+++ 原文

また、品質事故防止対策として乾燥能力に応じた荷受体制を守るために、近隣の大型農家とCEの荷受協力体制をつくっている。具体的には、全量飯米農家のコメやCEにはいれられないコメの処理を、大型乾燥施設を持っている農家に委託して処理してもらっている。
個袋ではなくバラ集荷が多いのも稲枝CEの大きな特徴だといえる。生産者は軽トラックなどの荷台に枠をつくりそこに籾をバラ積しCEのダンプ式ホッパーでその荷台を傾けて籾を投入するという方法だ。特定品種であるびわみのりについてはカケ米として全量バラ出荷とし、個人での個袋は一切受けていないが、一般銘柄でも個袋出荷は50%を切ったという。
また農家規模にかかわらずすべての籾を出荷する全量集荷体制をとっているが、農家の飯米については今摺り米13.5kg袋で渡している。なぜ13.5kgなのかというと、30kgの籾を精米すると10%重量が減るからで、2袋でちょうど27kgになり、生産者にも分かりやすいからだと西澤さん。
◆ 広域JAの利点活かし施設の相互利用も実現
もう1つここでユニークなことがる。JA東びわこは平成9年に合併し4年が経過しているが、JAとして施設の利用料金を統一(コメ・麦・大豆・育苗)したことによって、利用農家の地理的利便性と施設の稼動調整による品質事故防止・運営経費の削減、均質ロットの拡大によるバラ集荷・流通による有利販売を念頭に、一定の制限はあるが、地域センター(旧農協)の地域を越えて施設を相互利用・乗り入れを実施していることだ。例えば、稲枝地域で生産された麦類は、稲枝CEではなく彦根のライスセンターに搬入される。多賀地域に近い彦根の生産者は日本晴だけだが、多賀と一緒の方が有利販売しやすいということも多賀のライスセンターに搬入する。こうした例はまだあ
まり聞かないが、広域合併したメリットを生産者に実感させる事例だといえる。

++++++

* **問題の指示**
本文によると、農家の飯米を今摺り米13.5kg袋で渡しているのはなぜか。本文に述べられている理由を説明しなさい。

+++ 記録情報

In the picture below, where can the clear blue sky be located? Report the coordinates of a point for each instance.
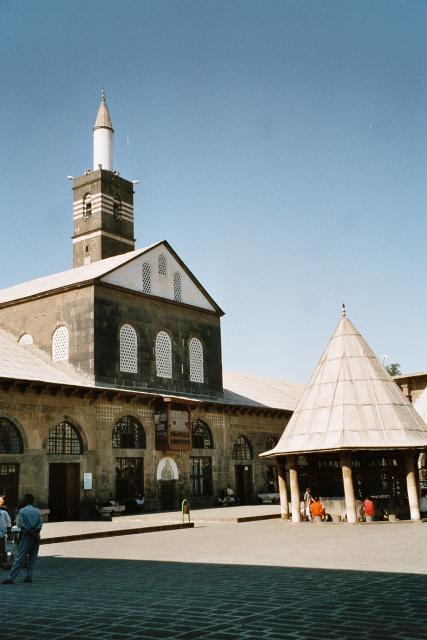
(281, 148)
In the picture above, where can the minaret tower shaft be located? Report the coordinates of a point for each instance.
(102, 201)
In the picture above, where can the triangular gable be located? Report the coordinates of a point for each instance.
(351, 402)
(130, 276)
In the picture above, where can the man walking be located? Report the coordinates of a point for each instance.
(30, 522)
(5, 525)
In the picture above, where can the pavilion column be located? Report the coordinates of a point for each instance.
(283, 489)
(411, 485)
(347, 476)
(293, 481)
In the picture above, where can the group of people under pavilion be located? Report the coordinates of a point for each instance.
(353, 435)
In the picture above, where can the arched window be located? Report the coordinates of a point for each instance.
(10, 438)
(117, 209)
(87, 206)
(242, 449)
(177, 293)
(196, 360)
(64, 439)
(60, 344)
(201, 438)
(128, 349)
(271, 443)
(128, 433)
(162, 265)
(163, 355)
(146, 277)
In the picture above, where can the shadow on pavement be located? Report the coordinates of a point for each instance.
(92, 598)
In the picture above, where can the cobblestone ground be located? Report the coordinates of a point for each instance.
(87, 590)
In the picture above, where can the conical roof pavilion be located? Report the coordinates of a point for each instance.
(351, 402)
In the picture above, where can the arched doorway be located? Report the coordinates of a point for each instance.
(64, 441)
(10, 442)
(243, 456)
(167, 474)
(128, 433)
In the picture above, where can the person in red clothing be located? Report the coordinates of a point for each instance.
(317, 510)
(368, 509)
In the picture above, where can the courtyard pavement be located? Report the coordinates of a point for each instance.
(222, 580)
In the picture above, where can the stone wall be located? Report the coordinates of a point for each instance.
(148, 316)
(41, 316)
(36, 411)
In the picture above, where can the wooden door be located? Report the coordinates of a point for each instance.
(64, 491)
(168, 494)
(129, 478)
(243, 477)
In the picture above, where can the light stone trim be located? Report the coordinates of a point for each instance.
(95, 234)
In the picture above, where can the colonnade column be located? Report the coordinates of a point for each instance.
(347, 476)
(293, 481)
(283, 489)
(411, 485)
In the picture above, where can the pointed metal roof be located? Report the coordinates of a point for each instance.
(103, 119)
(351, 402)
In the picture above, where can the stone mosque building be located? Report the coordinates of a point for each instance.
(111, 387)
(111, 382)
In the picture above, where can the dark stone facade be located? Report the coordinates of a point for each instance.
(148, 315)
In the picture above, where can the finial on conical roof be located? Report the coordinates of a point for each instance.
(103, 119)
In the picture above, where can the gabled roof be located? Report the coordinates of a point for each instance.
(90, 273)
(253, 391)
(351, 402)
(25, 362)
(420, 405)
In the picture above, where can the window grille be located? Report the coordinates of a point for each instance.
(162, 264)
(146, 277)
(201, 436)
(128, 349)
(201, 476)
(128, 433)
(117, 209)
(60, 344)
(242, 449)
(87, 206)
(196, 360)
(163, 355)
(64, 439)
(177, 292)
(10, 438)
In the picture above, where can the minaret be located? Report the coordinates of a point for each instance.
(103, 135)
(102, 201)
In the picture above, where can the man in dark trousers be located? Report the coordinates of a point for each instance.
(30, 522)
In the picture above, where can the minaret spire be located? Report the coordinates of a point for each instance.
(103, 135)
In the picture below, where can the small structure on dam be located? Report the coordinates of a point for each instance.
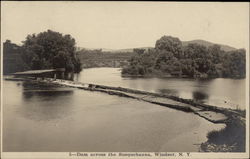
(58, 73)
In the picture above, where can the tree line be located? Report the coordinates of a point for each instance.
(169, 57)
(45, 50)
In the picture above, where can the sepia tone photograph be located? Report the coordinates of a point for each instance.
(124, 79)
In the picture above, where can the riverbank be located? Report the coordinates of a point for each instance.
(229, 139)
(234, 120)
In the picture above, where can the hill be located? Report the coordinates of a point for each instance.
(207, 44)
(184, 43)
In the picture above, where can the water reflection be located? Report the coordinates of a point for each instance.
(209, 91)
(47, 94)
(44, 102)
(200, 96)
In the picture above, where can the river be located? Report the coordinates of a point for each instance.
(228, 93)
(44, 118)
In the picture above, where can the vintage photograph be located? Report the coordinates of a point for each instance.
(136, 77)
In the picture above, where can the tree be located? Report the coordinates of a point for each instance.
(170, 44)
(51, 50)
(12, 59)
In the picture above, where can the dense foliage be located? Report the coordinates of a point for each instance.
(169, 57)
(12, 59)
(48, 50)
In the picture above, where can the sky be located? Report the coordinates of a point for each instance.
(119, 25)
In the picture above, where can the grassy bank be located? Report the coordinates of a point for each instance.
(230, 139)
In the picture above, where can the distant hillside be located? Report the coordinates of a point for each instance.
(130, 49)
(184, 43)
(207, 44)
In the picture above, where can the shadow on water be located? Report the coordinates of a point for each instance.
(169, 92)
(42, 102)
(200, 96)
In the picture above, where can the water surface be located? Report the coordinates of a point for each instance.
(228, 93)
(42, 118)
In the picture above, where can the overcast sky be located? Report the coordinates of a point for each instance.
(117, 25)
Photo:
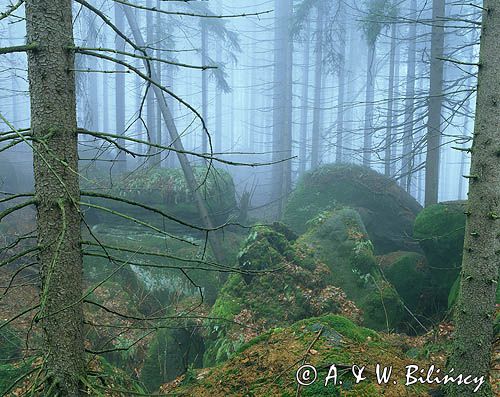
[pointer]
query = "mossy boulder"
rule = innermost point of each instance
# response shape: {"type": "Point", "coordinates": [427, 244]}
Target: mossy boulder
{"type": "Point", "coordinates": [409, 274]}
{"type": "Point", "coordinates": [338, 238]}
{"type": "Point", "coordinates": [9, 181]}
{"type": "Point", "coordinates": [176, 348]}
{"type": "Point", "coordinates": [280, 283]}
{"type": "Point", "coordinates": [440, 230]}
{"type": "Point", "coordinates": [166, 190]}
{"type": "Point", "coordinates": [267, 365]}
{"type": "Point", "coordinates": [387, 211]}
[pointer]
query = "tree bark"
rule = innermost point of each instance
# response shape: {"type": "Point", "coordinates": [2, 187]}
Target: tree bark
{"type": "Point", "coordinates": [318, 79]}
{"type": "Point", "coordinates": [177, 144]}
{"type": "Point", "coordinates": [435, 104]}
{"type": "Point", "coordinates": [342, 84]}
{"type": "Point", "coordinates": [120, 91]}
{"type": "Point", "coordinates": [281, 172]}
{"type": "Point", "coordinates": [406, 158]}
{"type": "Point", "coordinates": [55, 162]}
{"type": "Point", "coordinates": [475, 310]}
{"type": "Point", "coordinates": [304, 108]}
{"type": "Point", "coordinates": [369, 97]}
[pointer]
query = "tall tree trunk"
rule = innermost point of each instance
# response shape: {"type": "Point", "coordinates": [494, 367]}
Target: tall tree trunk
{"type": "Point", "coordinates": [177, 144]}
{"type": "Point", "coordinates": [369, 97]}
{"type": "Point", "coordinates": [120, 91]}
{"type": "Point", "coordinates": [475, 311]}
{"type": "Point", "coordinates": [55, 161]}
{"type": "Point", "coordinates": [304, 106]}
{"type": "Point", "coordinates": [390, 104]}
{"type": "Point", "coordinates": [159, 67]}
{"type": "Point", "coordinates": [406, 158]}
{"type": "Point", "coordinates": [281, 103]}
{"type": "Point", "coordinates": [150, 97]}
{"type": "Point", "coordinates": [342, 85]}
{"type": "Point", "coordinates": [318, 79]}
{"type": "Point", "coordinates": [435, 104]}
{"type": "Point", "coordinates": [204, 83]}
{"type": "Point", "coordinates": [218, 96]}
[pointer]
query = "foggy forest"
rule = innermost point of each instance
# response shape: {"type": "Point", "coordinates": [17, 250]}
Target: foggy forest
{"type": "Point", "coordinates": [235, 198]}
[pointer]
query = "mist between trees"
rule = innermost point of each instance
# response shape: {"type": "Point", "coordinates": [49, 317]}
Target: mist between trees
{"type": "Point", "coordinates": [146, 146]}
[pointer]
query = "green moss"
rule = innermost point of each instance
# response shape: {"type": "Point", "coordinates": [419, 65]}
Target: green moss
{"type": "Point", "coordinates": [11, 372]}
{"type": "Point", "coordinates": [266, 366]}
{"type": "Point", "coordinates": [382, 306]}
{"type": "Point", "coordinates": [295, 287]}
{"type": "Point", "coordinates": [340, 324]}
{"type": "Point", "coordinates": [10, 344]}
{"type": "Point", "coordinates": [165, 189]}
{"type": "Point", "coordinates": [388, 212]}
{"type": "Point", "coordinates": [409, 274]}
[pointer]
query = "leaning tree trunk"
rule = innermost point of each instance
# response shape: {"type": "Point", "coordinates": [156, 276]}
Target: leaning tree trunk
{"type": "Point", "coordinates": [177, 144]}
{"type": "Point", "coordinates": [475, 311]}
{"type": "Point", "coordinates": [407, 155]}
{"type": "Point", "coordinates": [304, 106]}
{"type": "Point", "coordinates": [281, 104]}
{"type": "Point", "coordinates": [435, 104]}
{"type": "Point", "coordinates": [318, 79]}
{"type": "Point", "coordinates": [55, 162]}
{"type": "Point", "coordinates": [390, 104]}
{"type": "Point", "coordinates": [204, 83]}
{"type": "Point", "coordinates": [342, 83]}
{"type": "Point", "coordinates": [120, 91]}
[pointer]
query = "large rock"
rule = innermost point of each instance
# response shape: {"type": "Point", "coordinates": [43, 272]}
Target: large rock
{"type": "Point", "coordinates": [388, 212]}
{"type": "Point", "coordinates": [286, 284]}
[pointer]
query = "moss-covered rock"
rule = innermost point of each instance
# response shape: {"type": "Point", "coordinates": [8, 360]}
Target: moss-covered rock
{"type": "Point", "coordinates": [388, 212]}
{"type": "Point", "coordinates": [440, 230]}
{"type": "Point", "coordinates": [409, 274]}
{"type": "Point", "coordinates": [291, 285]}
{"type": "Point", "coordinates": [177, 348]}
{"type": "Point", "coordinates": [166, 190]}
{"type": "Point", "coordinates": [267, 365]}
{"type": "Point", "coordinates": [339, 239]}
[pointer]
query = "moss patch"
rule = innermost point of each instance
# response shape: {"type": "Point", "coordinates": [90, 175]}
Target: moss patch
{"type": "Point", "coordinates": [388, 212]}
{"type": "Point", "coordinates": [267, 366]}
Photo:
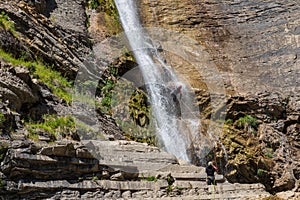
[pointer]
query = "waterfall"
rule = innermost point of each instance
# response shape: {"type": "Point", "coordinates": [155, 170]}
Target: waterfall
{"type": "Point", "coordinates": [158, 78]}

++++++

* **解答**
30kgの籾を精米すると重量が10%減るため、13.5kg袋2つでちょうど27kgとなり、生産者にも分かりやすいからである。